▸ PASSAGE TO READ

########################################

Wow that is gorgeous! I like how you left off the shield, it shows more of that stunning grain:) I don't have any critiques, it looks awesome

Thanks Ernie. I do like it a lot without a shield...but I haven't explored adding the shield yet. Hopefully soon. Thanks again.
 
Tim, that knife looks fantastic, more so since it's only your third one! There are folks who work for years at knifemaking and don't achieve results like that. Each knife you make from now on will be fine tuning your skills, and they'll only get better.

I think what Traumkommode is referring to is the grind above the shoulder. It's got a pretty good radius to it as it rises through the choil. This makes it more difficult to sharpen up to the shoulder since the blade thickens as it reaches that point. That is something that requires practice and a feel for your equipment, not something you'll have perfected right away. It helps to have a new belt and don't let the belt hang over your wheel or platen at all. Bring it right up to the edge but no farther. You won't completely eliminate the radius unless you grind with a stone, or to a bit lesser extent go with a higher end more powerful grinder, but you'll get it tightened up over time. Good luck!!

########################################

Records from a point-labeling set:
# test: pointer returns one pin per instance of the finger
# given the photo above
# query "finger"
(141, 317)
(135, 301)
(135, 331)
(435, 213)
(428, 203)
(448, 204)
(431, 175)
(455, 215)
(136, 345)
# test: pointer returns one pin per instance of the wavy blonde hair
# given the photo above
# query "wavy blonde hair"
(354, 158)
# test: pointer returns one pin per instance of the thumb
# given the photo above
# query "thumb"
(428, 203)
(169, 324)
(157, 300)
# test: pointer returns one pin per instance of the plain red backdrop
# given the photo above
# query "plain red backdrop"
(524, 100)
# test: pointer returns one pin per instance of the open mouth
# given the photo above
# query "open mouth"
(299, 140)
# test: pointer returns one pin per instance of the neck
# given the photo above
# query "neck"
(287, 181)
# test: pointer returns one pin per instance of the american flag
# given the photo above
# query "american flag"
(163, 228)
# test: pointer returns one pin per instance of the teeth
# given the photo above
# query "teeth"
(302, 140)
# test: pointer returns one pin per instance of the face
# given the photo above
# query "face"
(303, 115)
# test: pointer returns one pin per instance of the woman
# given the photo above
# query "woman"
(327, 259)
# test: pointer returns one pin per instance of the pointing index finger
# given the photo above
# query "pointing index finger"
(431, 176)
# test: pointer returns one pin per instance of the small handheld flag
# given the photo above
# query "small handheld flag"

########################################

Write the next part of the knife forum thread, starting after its last sentence. The records were drawn from a different source than the text.

▸ RESPONSE TO THIS TASK
Eric
 
Thanks Eric. That makes perfect sense. I'm learning new things all the time from you all and I appreciate everyone's input and pointing me in the right direction. Great forum and a great bunch of people. Thanks again .
 
Sorry man....I can not place such a burden on a man but I appreciate your offer :) Thanks for looking and glad you liked it.

Yeah, that's a sweet knife right there. If I HAD to critique it, and I'd really have to reach here, I'd make the last name darker. The K is nice and visible, but the rest looks like it simply faded. But again, this is me trying to find something to nitpick at. Otherwise, well done my friend.